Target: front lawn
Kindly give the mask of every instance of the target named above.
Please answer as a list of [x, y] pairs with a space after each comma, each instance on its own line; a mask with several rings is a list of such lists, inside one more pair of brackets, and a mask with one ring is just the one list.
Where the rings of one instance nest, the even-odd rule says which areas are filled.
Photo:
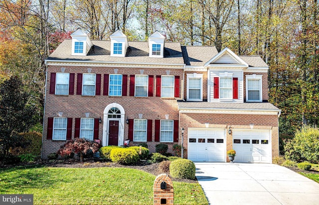
[[[123, 168], [0, 169], [0, 194], [33, 194], [34, 204], [153, 204], [156, 176]], [[173, 182], [175, 204], [208, 204], [198, 183]]]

-----

WHAT IS NEEDED:
Retype the listing above word for word, line by line, but leave the picture out.

SOLUTION FOR THIS PROBLEM:
Target: front lawn
Kindly give the mask of every instance of the target named above.
Please answer as a list of [x, y] pairs with a space after each comma, each instance on its own line; a mask with several rings is a list of such lists, inside one more pair of brackets, and a mask with one ring is just the one list.
Where the rings of one instance nest, the even-odd rule says which areas are filled.
Photo:
[[[123, 168], [0, 169], [0, 194], [33, 194], [34, 204], [153, 204], [156, 176]], [[173, 182], [175, 204], [208, 204], [198, 183]]]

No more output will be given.